=== Data records ===
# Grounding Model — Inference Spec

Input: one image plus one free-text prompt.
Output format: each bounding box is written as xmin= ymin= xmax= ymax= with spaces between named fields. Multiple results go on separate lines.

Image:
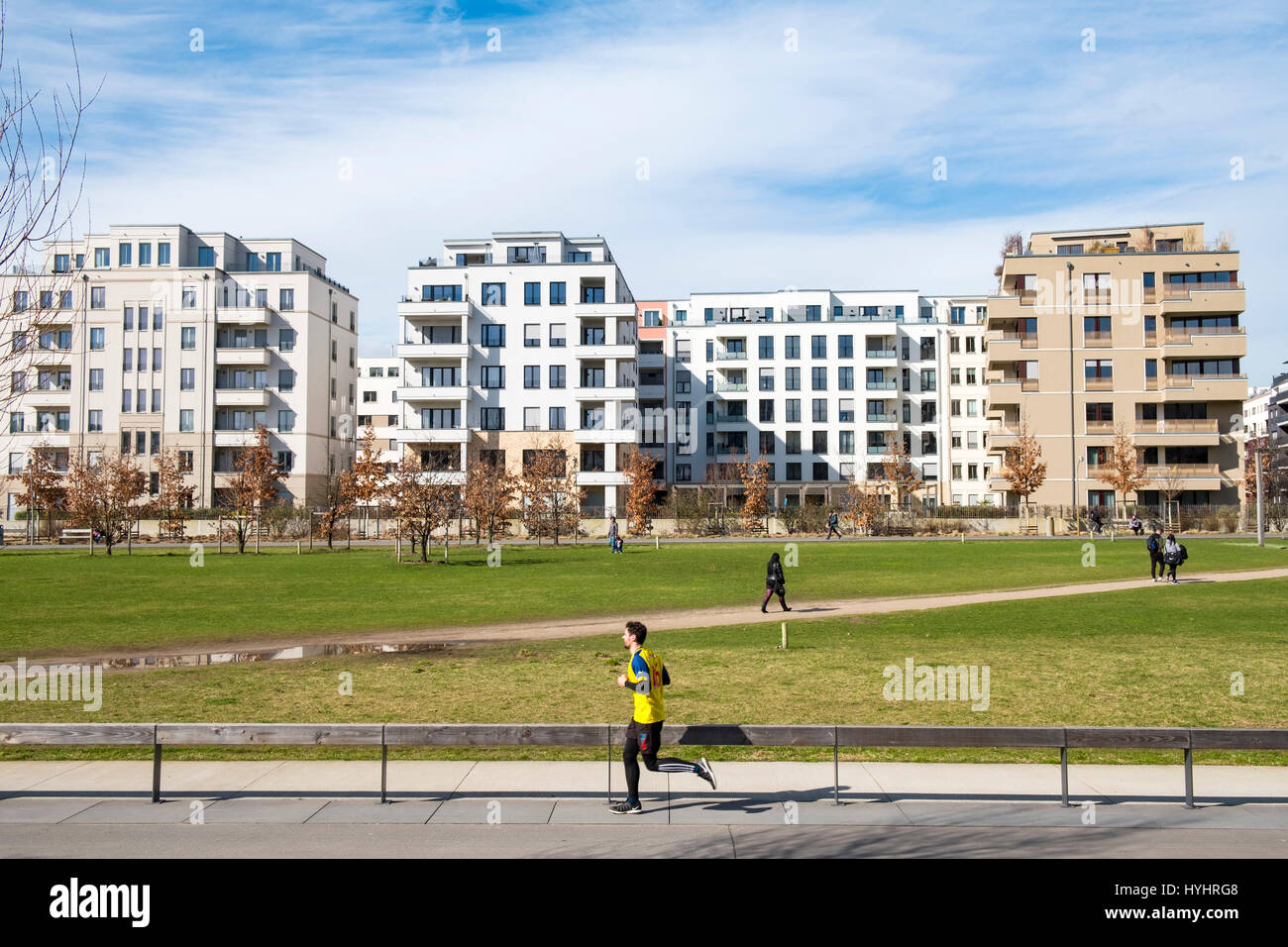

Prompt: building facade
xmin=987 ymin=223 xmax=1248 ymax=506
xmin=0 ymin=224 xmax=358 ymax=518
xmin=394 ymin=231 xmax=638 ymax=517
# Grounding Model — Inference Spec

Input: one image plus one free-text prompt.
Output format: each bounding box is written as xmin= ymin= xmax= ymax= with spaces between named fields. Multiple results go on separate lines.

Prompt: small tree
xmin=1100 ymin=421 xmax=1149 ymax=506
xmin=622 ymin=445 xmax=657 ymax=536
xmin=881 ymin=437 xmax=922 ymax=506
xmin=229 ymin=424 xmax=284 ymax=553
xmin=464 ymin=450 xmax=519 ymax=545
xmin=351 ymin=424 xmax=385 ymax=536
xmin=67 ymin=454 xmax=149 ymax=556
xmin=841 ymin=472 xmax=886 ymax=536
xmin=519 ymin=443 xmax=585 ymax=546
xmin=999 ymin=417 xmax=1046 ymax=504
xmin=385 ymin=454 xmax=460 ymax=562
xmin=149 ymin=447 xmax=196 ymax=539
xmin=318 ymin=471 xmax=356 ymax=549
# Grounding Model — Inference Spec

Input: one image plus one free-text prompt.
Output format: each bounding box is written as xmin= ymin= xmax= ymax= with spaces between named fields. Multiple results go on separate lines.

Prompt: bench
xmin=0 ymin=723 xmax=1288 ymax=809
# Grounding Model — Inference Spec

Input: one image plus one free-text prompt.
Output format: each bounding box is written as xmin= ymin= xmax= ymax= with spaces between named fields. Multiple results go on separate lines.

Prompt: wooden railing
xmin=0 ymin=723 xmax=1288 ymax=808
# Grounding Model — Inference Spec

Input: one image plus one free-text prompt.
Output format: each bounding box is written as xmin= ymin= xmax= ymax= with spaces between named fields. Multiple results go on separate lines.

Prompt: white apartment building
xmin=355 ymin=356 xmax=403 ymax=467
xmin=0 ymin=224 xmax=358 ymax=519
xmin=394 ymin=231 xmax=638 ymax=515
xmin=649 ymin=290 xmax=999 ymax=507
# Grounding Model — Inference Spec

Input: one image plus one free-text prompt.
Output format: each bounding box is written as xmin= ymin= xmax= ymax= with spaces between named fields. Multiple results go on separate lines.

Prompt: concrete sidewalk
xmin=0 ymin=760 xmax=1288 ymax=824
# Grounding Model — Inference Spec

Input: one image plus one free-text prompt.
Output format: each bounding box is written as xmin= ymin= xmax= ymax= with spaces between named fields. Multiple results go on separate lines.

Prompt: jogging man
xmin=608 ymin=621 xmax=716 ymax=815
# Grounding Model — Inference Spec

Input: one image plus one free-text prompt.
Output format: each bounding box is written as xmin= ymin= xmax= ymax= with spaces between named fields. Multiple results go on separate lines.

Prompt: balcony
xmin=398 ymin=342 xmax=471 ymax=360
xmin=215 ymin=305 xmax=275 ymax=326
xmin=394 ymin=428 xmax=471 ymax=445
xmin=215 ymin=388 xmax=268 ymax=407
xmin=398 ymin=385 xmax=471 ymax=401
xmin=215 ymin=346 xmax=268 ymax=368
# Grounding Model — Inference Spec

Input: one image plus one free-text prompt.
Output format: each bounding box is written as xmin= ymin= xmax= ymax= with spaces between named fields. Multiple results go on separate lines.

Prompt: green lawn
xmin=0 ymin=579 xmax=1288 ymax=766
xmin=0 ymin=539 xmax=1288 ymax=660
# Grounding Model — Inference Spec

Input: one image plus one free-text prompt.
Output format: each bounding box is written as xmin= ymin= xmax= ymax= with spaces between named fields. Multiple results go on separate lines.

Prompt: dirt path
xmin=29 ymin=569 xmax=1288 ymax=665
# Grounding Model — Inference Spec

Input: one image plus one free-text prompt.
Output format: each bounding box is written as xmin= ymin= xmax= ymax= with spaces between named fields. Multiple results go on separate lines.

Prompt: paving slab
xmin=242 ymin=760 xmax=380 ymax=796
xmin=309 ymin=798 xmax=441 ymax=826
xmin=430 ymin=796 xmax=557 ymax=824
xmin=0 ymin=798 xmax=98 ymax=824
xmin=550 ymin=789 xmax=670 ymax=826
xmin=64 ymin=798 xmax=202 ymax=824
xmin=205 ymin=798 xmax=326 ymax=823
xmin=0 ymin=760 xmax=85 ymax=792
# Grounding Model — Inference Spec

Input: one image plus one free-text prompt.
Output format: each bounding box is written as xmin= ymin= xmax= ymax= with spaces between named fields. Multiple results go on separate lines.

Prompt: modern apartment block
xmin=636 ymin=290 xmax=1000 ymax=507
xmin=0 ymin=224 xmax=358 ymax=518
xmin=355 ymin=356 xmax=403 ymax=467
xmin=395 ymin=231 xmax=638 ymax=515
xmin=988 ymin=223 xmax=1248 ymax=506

=== Prompt ===
Count the lines in the items above that contain the string "apartment", matching case exactly. Reply with the number only.

=== Exercise answer ===
2